* TASK GOAL
Repeat the lines of the entries below word for word, starting at the line that contains "trace: white lampshade" and ending at the line that contains "M113 170L110 173L110", with both of those lines included.

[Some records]
* START *
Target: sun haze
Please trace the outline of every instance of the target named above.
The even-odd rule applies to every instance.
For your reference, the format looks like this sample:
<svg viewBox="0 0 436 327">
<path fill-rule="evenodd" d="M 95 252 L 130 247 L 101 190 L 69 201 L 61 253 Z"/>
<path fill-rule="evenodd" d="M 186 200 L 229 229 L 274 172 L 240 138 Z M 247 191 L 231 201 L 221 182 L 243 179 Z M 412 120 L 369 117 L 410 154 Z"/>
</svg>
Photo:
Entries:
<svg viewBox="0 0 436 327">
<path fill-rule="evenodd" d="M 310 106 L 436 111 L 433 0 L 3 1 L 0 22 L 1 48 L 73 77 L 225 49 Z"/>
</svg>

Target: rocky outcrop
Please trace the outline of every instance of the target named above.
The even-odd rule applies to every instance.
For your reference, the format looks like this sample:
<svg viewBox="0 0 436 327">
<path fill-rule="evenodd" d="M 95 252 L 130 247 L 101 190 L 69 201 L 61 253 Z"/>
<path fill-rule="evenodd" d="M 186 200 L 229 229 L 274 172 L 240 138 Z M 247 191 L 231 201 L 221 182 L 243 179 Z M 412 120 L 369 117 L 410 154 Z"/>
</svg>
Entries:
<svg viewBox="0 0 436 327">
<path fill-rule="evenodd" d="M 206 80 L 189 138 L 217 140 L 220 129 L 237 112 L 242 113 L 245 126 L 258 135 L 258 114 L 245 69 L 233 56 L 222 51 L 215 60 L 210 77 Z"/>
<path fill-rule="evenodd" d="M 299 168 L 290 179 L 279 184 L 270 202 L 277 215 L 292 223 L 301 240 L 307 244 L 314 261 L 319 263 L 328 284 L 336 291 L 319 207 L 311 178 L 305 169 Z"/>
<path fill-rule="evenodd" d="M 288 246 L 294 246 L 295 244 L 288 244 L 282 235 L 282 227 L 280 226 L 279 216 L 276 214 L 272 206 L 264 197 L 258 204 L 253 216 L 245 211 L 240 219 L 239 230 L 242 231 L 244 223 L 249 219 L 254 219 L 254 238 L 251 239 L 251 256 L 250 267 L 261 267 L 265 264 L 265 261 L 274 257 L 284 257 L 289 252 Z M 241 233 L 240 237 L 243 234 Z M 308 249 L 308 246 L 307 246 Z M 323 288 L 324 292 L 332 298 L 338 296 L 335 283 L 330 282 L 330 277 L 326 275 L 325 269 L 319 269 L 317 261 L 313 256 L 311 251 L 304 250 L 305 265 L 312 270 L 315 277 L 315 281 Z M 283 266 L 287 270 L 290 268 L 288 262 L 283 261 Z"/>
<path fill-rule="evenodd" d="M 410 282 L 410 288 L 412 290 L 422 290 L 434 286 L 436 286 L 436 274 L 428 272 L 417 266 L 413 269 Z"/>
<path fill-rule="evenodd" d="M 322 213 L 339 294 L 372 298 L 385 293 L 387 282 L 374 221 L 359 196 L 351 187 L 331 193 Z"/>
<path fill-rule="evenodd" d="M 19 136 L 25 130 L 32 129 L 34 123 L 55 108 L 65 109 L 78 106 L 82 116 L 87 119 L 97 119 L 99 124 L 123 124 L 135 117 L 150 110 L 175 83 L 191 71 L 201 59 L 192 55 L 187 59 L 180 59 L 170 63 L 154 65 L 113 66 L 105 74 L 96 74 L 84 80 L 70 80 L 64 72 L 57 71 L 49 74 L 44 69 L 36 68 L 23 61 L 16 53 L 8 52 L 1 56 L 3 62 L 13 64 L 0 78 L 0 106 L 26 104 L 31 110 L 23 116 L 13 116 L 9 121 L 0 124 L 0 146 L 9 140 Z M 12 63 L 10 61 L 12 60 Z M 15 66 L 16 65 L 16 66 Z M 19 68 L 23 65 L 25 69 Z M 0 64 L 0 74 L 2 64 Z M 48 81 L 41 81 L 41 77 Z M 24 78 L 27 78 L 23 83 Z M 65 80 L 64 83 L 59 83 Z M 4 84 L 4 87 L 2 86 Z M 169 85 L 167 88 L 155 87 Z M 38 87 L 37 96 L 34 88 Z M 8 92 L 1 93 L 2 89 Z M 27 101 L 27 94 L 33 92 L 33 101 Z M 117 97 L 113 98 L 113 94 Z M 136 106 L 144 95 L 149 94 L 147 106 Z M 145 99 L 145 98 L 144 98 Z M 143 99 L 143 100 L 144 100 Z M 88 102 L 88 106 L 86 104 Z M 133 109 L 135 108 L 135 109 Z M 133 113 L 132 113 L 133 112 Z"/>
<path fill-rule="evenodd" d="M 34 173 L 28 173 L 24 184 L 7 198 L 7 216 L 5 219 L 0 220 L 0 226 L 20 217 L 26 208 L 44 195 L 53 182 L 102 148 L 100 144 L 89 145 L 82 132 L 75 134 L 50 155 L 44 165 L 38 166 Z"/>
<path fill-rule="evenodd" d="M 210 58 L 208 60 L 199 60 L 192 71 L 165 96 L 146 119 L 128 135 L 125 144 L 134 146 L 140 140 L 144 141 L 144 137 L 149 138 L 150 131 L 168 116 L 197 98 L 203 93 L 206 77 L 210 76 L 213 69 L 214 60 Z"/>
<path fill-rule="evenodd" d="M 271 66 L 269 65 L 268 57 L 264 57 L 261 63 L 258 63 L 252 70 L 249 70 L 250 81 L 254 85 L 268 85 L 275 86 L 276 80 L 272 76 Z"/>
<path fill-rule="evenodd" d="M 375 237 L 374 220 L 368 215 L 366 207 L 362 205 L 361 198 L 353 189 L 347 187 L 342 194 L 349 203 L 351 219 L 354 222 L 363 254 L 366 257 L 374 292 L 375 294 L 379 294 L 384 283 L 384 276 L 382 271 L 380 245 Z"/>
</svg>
* END *
* START *
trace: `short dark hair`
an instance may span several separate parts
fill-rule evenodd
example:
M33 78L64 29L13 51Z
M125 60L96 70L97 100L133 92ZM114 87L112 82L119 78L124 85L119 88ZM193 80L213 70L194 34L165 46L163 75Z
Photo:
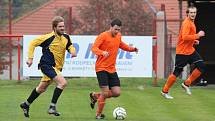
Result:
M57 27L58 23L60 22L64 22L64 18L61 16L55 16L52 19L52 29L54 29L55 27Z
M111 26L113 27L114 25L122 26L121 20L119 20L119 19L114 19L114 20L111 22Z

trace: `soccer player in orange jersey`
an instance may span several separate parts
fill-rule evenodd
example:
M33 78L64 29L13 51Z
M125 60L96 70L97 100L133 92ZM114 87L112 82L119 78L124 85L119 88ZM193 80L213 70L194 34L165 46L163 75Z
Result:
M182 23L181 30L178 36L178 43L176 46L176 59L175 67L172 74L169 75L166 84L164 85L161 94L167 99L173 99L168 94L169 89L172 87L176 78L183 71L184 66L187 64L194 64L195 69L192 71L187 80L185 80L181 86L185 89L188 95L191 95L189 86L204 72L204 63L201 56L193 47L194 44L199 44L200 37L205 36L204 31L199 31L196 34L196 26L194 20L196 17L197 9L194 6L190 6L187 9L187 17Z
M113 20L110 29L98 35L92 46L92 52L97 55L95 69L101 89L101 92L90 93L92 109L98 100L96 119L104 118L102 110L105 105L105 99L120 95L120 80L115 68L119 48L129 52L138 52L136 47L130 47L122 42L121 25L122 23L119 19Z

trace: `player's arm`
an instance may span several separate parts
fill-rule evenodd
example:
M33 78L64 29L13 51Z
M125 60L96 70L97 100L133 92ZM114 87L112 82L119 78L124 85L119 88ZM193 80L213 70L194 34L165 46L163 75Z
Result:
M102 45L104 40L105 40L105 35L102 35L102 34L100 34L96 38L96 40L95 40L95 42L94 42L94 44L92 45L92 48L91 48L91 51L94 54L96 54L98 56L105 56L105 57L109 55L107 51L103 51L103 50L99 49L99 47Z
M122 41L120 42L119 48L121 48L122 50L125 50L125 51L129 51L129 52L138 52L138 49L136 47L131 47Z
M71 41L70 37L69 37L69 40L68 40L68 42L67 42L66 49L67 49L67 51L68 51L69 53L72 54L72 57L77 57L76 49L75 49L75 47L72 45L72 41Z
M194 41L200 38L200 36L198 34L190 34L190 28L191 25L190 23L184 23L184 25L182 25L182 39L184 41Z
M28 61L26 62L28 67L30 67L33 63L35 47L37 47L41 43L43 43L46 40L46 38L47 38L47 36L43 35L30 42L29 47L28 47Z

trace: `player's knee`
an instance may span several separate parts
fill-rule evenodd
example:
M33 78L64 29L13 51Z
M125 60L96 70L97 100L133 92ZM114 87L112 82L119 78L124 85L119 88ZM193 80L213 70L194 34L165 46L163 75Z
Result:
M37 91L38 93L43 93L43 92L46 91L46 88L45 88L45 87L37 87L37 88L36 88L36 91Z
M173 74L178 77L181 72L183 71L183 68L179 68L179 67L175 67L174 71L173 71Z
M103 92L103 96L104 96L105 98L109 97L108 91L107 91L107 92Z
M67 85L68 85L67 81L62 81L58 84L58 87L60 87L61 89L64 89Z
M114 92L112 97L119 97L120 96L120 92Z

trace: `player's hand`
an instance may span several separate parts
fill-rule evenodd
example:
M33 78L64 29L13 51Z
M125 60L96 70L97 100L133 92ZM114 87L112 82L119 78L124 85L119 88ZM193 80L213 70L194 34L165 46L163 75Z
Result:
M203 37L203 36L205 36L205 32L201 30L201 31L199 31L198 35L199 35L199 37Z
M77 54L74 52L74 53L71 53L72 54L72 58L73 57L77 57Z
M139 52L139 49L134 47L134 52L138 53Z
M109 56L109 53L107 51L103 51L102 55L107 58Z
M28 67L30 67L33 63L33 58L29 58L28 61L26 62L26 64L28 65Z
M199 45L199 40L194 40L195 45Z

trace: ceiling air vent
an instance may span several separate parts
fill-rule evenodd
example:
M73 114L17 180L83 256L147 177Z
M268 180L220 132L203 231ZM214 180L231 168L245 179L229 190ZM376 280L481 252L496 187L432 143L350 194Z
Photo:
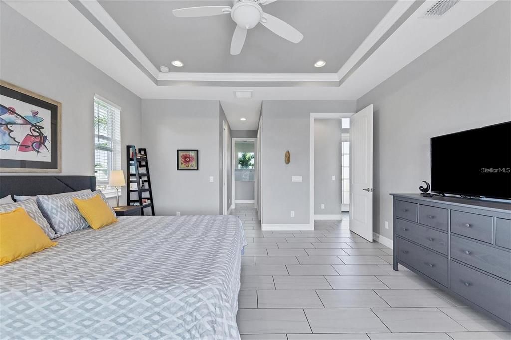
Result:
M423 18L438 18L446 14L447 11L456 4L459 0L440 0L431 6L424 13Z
* END *
* START *
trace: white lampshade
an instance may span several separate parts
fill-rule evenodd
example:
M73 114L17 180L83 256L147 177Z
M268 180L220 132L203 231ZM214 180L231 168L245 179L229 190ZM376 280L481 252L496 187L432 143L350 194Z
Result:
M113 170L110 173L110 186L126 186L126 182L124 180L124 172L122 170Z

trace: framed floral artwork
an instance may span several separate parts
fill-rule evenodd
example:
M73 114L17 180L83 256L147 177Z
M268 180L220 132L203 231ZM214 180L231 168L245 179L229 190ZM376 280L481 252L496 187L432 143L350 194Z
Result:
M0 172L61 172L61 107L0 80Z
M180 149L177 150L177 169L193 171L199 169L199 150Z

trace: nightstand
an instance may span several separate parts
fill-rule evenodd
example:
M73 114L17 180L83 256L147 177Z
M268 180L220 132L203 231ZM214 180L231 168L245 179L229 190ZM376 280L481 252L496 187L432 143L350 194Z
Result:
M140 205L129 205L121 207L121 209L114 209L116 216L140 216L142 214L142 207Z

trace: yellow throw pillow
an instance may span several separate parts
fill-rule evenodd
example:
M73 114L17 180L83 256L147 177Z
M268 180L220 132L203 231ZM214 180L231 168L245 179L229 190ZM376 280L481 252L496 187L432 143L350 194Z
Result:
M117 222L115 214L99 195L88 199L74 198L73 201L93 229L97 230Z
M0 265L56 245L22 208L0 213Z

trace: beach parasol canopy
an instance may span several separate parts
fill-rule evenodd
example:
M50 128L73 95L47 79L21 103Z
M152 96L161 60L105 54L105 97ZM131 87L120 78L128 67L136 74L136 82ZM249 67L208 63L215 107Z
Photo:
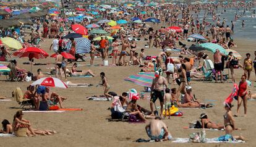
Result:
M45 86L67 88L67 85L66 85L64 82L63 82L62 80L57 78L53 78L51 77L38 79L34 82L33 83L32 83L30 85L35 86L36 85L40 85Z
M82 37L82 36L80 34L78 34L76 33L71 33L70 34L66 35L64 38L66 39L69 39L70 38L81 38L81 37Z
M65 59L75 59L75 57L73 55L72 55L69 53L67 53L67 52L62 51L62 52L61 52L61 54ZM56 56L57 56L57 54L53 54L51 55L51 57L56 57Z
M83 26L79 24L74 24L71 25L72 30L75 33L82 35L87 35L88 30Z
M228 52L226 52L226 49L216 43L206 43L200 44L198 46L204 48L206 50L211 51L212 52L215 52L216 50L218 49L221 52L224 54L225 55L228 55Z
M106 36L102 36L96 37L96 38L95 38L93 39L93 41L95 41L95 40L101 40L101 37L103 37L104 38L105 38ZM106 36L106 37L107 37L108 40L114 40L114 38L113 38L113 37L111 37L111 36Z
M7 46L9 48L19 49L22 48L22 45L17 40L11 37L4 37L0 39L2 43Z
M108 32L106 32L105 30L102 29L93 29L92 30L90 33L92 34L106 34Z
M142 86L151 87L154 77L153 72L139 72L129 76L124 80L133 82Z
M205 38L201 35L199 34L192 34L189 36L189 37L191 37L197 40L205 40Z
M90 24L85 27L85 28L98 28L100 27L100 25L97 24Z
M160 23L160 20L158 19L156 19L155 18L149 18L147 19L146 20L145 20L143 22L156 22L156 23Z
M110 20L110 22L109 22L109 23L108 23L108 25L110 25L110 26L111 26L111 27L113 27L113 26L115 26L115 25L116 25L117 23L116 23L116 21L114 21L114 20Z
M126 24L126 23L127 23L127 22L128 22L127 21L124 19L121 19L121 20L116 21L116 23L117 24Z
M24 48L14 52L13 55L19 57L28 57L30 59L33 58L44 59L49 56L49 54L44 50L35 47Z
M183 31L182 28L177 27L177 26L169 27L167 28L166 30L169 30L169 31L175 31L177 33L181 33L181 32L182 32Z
* END *
* SOLUTION FOR THIS PROBLEM
trace: white lampshade
an instance may span several separate parts
fill-rule evenodd
example:
M73 114L17 180L83 256L147 177Z
M268 180L220 132L203 231ZM214 180L231 168L245 179L229 190ZM376 280L481 252L496 187L432 143L350 194Z
Result:
M113 170L110 173L110 186L126 186L126 182L124 180L124 172L122 170Z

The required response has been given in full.